▶ Passage
================

To access bands E and F, responses must discuss both sides of the argument and draw conclusions.
TABLE REMOVED DUE TO COPYRIGHT
5. (a) Referring to the table, describe four characteristics of the climate of Timbuktu. 
1 mark for each of four characteristics:
• temperatures are hot or warm all year
• maximum mean monthly temperature (34°C) is in May and June
• lowest average monthly temperatures are in December and January (22–23°C)
• annual rainfall is low/around 200 mm in total
• seasonality of rainfall – mostly in summer / there are five months with no rainfall
• May–July high temperatures suggest northern hemisphere climate
• high temperatures coincide with wetter season.
Cannot credit simple listing of monthly data. Maximum 3 marks if there is no quantification.
(b) With reference to a named hot, arid environment, explain two geographic factors (other than climate) that can make them extreme.

================

▶ Tasks and exercises
1. How would you render this sentence from the mark scheme in Spanish: "To access bands E and F, responses must discuss both sides of the argument and draw conclusions."
2. According to the mark scheme, in which months is the maximum mean monthly temperature of Timbuktu reached?
3. Reproduce the mark scheme word for word, beginning at the words "To access bands" and stopping after "make them extreme.".

================

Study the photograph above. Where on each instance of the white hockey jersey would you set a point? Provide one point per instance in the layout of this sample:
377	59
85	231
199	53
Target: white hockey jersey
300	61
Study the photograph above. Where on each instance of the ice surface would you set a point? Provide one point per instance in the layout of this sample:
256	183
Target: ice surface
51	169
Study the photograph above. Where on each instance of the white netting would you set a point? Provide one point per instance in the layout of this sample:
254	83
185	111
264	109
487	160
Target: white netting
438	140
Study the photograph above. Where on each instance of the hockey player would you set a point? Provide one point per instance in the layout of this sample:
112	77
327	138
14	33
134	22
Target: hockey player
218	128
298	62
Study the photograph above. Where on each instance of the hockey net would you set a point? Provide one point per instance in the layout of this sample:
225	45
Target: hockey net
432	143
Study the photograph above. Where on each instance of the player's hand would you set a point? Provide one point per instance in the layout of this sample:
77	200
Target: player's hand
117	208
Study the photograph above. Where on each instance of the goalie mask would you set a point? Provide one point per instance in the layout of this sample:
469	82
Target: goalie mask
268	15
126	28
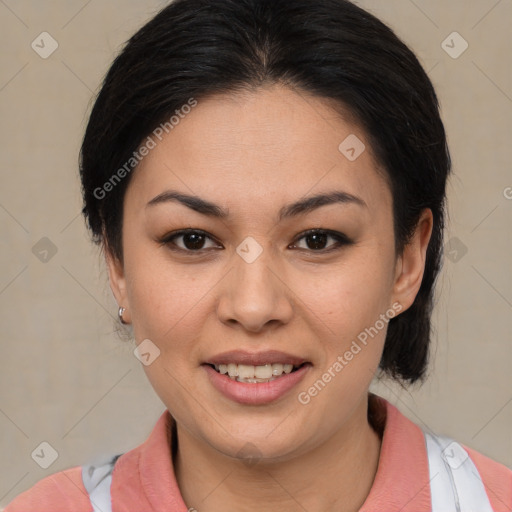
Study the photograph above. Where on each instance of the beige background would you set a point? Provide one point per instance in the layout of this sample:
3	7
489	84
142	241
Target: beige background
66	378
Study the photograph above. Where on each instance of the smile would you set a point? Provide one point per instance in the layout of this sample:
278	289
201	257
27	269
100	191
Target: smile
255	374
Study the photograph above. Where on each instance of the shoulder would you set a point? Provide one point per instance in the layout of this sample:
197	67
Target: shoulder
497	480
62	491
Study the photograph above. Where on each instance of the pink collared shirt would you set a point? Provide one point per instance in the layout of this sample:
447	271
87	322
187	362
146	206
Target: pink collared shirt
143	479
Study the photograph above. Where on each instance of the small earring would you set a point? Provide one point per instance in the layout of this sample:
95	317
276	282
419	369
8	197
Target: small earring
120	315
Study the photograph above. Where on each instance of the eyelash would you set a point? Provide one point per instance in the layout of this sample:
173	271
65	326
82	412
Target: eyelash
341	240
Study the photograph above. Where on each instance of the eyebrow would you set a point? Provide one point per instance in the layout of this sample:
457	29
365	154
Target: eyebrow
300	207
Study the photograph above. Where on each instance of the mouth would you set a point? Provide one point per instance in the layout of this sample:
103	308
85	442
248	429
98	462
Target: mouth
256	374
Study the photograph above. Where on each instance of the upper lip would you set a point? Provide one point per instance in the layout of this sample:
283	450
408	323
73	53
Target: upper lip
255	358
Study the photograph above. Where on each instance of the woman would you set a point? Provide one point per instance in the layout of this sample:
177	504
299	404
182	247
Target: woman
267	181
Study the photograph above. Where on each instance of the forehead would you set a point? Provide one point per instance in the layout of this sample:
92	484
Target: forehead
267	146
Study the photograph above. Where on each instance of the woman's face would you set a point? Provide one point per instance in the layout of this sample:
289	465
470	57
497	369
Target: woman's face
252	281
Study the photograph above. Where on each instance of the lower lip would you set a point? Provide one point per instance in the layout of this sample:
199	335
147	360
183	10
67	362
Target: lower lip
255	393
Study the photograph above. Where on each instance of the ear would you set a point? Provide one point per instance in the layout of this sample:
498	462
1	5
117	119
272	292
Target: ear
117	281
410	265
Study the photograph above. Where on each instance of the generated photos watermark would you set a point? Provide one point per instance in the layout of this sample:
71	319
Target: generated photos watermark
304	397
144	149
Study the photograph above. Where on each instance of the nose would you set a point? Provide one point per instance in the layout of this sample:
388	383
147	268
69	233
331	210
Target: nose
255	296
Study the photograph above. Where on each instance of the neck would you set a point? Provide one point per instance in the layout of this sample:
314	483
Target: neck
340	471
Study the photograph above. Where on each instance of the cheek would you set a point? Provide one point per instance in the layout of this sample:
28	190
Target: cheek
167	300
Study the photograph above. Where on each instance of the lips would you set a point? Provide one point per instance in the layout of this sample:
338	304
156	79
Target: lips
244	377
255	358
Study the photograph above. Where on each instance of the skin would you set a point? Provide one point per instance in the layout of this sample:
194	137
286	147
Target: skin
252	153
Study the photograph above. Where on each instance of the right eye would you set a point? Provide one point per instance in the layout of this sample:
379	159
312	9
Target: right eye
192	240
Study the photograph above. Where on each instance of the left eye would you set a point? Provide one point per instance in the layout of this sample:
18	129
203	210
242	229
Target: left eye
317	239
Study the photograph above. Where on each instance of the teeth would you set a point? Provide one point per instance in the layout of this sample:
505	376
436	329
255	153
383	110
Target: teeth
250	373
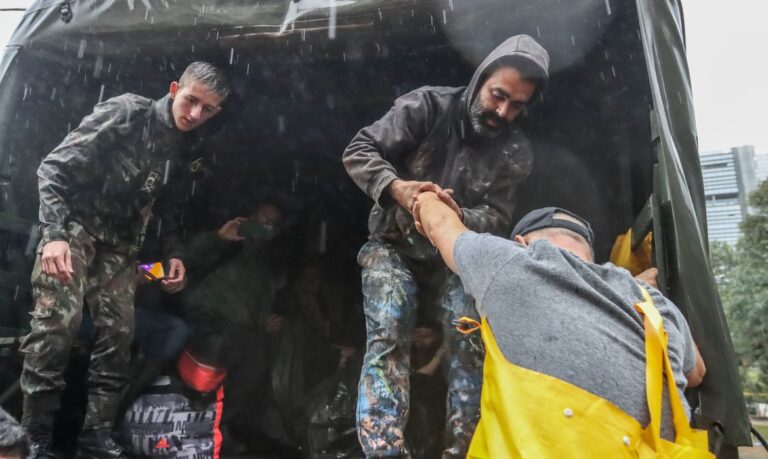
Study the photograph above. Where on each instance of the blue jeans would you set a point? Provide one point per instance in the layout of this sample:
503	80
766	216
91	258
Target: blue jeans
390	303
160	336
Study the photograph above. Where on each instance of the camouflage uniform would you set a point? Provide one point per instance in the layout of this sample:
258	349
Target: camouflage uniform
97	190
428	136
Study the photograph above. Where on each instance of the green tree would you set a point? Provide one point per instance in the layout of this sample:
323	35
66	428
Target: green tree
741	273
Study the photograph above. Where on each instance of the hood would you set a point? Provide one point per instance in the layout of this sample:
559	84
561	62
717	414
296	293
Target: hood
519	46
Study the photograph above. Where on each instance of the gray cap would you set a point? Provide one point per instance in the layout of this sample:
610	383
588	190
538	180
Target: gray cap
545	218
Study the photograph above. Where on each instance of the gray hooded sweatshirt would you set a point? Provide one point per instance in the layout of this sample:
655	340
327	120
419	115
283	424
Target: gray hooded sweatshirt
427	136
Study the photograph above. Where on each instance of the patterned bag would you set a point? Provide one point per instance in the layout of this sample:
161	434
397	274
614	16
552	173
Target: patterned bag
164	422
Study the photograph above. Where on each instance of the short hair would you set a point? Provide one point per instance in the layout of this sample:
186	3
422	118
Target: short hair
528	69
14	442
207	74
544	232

================

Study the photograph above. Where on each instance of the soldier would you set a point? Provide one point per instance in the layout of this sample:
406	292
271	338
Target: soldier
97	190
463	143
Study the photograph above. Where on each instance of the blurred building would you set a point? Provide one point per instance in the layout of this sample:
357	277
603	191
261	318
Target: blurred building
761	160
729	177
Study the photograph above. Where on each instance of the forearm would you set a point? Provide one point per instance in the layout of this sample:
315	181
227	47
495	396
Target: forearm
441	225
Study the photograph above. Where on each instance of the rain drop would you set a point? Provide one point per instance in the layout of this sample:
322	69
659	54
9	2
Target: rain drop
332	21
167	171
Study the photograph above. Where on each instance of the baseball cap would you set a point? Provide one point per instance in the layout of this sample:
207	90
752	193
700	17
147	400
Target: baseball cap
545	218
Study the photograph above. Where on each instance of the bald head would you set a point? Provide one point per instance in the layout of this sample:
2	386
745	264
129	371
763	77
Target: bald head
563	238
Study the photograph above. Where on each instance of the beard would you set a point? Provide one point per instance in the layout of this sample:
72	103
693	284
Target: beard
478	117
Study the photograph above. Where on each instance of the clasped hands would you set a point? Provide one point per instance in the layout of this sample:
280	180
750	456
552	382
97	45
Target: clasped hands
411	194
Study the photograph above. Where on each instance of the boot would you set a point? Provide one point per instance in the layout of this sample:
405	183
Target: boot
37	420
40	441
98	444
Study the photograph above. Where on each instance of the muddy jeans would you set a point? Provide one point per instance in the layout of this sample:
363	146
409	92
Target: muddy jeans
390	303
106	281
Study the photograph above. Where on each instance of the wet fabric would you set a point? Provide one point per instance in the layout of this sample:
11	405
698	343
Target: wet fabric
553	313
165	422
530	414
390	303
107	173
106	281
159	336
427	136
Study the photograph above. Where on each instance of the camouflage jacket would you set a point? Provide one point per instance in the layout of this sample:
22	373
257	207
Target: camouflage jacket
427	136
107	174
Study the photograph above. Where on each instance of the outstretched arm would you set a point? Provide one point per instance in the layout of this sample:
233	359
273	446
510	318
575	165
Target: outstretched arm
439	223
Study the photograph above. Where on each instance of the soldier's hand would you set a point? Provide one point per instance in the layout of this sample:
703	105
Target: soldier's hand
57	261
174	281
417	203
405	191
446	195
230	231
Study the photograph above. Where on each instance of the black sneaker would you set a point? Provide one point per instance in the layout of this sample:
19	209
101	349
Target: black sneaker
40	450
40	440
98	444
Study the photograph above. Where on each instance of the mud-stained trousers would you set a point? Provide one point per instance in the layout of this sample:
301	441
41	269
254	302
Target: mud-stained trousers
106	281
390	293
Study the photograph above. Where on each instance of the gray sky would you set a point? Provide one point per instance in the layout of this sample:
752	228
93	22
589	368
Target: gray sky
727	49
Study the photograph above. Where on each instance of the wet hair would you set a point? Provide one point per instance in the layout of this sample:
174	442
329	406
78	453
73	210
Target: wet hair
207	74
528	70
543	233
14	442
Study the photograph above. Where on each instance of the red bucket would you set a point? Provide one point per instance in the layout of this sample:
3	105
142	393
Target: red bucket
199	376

================

▶ Answers per task
1. Para acceder a las bandas E y F, las respuestas deben analizar ambos lados del argumento y sacar conclusiones.

2. May and June, at 34°C.

3.
To access bands E and F, responses must discuss both sides of the argument and draw conclusions.
TABLE REMOVED DUE TO COPYRIGHT
5. (a) Referring to the table, describe four characteristics of the climate of Timbuktu. 
1 mark for each of four characteristics:
• temperatures are hot or warm all year
• maximum mean monthly temperature (34°C) is in May and June
• lowest average monthly temperatures are in December and January (22–23°C)
• annual rainfall is low/around 200 mm in total
• seasonality of rainfall – mostly in summer / there are five months with no rainfall
• May–July high temperatures suggest northern hemisphere climate
• high temperatures coincide with wetter season.
Cannot credit simple listing of monthly data. Maximum 3 marks if there is no quantification.
(b) With reference to a named hot, arid environment, explain two geographic factors (other than climate) that can make them extreme.